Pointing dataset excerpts
========================================

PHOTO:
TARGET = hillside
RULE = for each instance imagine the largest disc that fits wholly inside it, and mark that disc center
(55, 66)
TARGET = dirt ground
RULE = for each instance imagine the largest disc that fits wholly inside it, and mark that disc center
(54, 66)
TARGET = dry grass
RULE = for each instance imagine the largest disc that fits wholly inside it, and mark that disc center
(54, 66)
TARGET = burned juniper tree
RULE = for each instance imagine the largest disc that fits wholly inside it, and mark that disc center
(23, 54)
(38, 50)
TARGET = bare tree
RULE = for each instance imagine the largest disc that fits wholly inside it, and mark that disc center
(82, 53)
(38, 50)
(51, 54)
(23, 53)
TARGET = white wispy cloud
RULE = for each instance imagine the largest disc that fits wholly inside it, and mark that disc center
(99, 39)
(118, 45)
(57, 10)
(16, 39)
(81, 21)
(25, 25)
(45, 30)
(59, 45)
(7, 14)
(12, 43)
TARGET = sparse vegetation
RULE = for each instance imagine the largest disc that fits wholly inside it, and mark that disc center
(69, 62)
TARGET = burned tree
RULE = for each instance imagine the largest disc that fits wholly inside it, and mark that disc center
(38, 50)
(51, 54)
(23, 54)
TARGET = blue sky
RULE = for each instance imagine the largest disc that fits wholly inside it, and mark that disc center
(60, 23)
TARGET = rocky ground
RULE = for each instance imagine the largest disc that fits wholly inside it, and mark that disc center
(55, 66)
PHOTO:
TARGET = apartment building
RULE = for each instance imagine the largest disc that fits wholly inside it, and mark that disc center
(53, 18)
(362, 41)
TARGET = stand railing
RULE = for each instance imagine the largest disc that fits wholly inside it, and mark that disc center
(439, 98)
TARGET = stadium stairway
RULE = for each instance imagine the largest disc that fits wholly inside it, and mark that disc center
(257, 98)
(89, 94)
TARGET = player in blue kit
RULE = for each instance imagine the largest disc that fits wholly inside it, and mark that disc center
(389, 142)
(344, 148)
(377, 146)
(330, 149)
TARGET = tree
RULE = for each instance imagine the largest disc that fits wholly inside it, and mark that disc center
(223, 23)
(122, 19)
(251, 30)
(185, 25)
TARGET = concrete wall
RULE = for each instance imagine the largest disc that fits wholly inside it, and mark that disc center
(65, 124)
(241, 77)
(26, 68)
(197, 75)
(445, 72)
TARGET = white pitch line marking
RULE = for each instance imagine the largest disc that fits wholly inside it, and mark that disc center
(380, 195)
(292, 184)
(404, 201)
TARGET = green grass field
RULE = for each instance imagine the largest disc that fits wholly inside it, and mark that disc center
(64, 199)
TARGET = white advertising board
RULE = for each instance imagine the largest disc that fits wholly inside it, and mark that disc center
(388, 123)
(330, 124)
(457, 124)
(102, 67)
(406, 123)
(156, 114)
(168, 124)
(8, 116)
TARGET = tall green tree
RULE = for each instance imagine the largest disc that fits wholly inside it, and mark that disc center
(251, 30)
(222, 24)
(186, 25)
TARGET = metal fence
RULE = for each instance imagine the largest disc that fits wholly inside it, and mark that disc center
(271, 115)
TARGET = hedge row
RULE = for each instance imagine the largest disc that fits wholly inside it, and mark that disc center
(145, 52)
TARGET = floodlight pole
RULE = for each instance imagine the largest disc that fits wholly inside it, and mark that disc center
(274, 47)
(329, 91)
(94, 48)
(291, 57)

========================================

* _EXERCISE TASK_:
Begin with the line that contains "TARGET = stand railing" and end with the last line of the records; set down every line in that span exactly, and nothing else.

* _SOLUTION TO THE PROBLEM_:
TARGET = stand railing
RULE = for each instance imagine the largest disc that fits wholly inside it, and mark that disc center
(439, 98)
TARGET = stadium stairway
RULE = for each instance imagine the largest disc that fits wholly inside it, and mark that disc center
(257, 98)
(89, 94)
TARGET = player in blue kit
RULE = for each instance imagine the largest disc that fits wholly inside it, and mark that disc center
(389, 142)
(344, 148)
(377, 146)
(330, 149)
TARGET = tree
RULE = for each instance imagine the largest disc that fits wholly inside it, and mark that disc center
(223, 23)
(122, 19)
(251, 30)
(185, 25)
TARGET = concrete wall
RULE = for each instance imagine the largest disc that fits wholly inside it, and mark that disc center
(65, 124)
(241, 77)
(26, 68)
(197, 75)
(445, 72)
TARGET = white pitch line marking
RULE = for each instance imagine the largest disc that fits wholly inside it, and mark that disc center
(380, 195)
(292, 184)
(404, 201)
TARGET = green grass field
RULE = for each instance imagine the largest disc that fits wholly inside it, and mark that disc center
(64, 199)
TARGET = white advertising board
RULE = for each instance imagine the largest disc that fits wholly inside it, and mark that disc center
(388, 123)
(330, 124)
(457, 124)
(102, 67)
(406, 123)
(156, 114)
(168, 124)
(8, 116)
TARGET = tall green tree
RULE = for each instance imagine the largest disc that fits wholly inside it, and mark that disc center
(251, 30)
(222, 24)
(186, 25)
TARGET = metal fence
RULE = for each instance imagine the largest disc that fits wholly inside it, and mark that disc center
(271, 115)
TARGET = hedge row
RULE = for each instance imagine the largest disc that fits wholly inside it, and mark that disc center
(145, 52)
TARGET = floodlight pole
RULE = for each instance imagine the largest disc that fits wholly inside it, and mark that disc center
(274, 47)
(329, 91)
(94, 48)
(291, 57)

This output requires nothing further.